- [What needs to be done]
Extract all of the data and reproduce it precisely.

- [Data shown]
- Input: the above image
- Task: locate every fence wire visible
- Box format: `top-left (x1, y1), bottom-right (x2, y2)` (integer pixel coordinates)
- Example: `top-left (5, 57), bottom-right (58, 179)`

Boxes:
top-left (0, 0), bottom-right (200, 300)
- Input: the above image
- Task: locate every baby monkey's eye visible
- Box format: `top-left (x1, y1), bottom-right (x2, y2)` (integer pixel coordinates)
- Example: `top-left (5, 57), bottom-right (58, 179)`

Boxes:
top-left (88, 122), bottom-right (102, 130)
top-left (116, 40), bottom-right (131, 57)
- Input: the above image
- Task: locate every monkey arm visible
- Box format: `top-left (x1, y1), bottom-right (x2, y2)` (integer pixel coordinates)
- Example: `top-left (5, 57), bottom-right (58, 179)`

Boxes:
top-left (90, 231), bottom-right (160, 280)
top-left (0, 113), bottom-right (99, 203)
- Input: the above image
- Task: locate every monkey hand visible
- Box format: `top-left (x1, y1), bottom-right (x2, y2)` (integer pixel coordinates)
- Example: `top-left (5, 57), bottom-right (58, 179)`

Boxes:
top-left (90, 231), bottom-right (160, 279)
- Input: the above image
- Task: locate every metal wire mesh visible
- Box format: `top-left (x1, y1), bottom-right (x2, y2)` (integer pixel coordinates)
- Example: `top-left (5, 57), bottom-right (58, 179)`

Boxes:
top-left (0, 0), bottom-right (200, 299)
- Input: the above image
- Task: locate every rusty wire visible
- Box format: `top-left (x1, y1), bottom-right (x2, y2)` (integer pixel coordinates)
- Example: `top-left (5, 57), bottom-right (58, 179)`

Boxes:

- [Finished task]
- Input: the above image
- Task: locate every fence wire visible
- Box format: `top-left (x1, y1), bottom-right (x2, y2)` (integer pixel coordinates)
- Example: `top-left (5, 57), bottom-right (58, 179)`

Boxes:
top-left (0, 0), bottom-right (200, 300)
- Input: the above image
- Task: locate every baby monkey's eye visible
- Box format: `top-left (x1, y1), bottom-right (x2, y2)` (integer pixel coordinates)
- Example: `top-left (5, 57), bottom-right (58, 179)`

Boxes:
top-left (88, 122), bottom-right (102, 130)
top-left (116, 40), bottom-right (131, 57)
- Input: the above image
- Task: locate every monkey arm visible
- Box format: `top-left (x1, y1), bottom-right (x2, y2)` (integer pixel coordinates)
- Example: `top-left (5, 57), bottom-right (58, 179)`

Boxes:
top-left (90, 231), bottom-right (160, 280)
top-left (0, 113), bottom-right (99, 203)
- Input: the above image
- Task: locate every monkey hand visible
- Box format: `top-left (x1, y1), bottom-right (x2, y2)` (integer pixel coordinates)
- Example: `top-left (5, 57), bottom-right (58, 179)`

Boxes:
top-left (90, 231), bottom-right (160, 279)
- Input: the above image
- Task: locate every metal wire mesh visible
- Box format: `top-left (x1, y1), bottom-right (x2, y2)` (integer pixel coordinates)
- Example: `top-left (5, 57), bottom-right (58, 179)`

Boxes:
top-left (0, 0), bottom-right (200, 299)
- Input: the above image
- Task: locate every rusty wire visible
- Box format: `top-left (x1, y1), bottom-right (x2, y2)` (integer pixel coordinates)
- Example: `top-left (5, 57), bottom-right (58, 179)`

Boxes:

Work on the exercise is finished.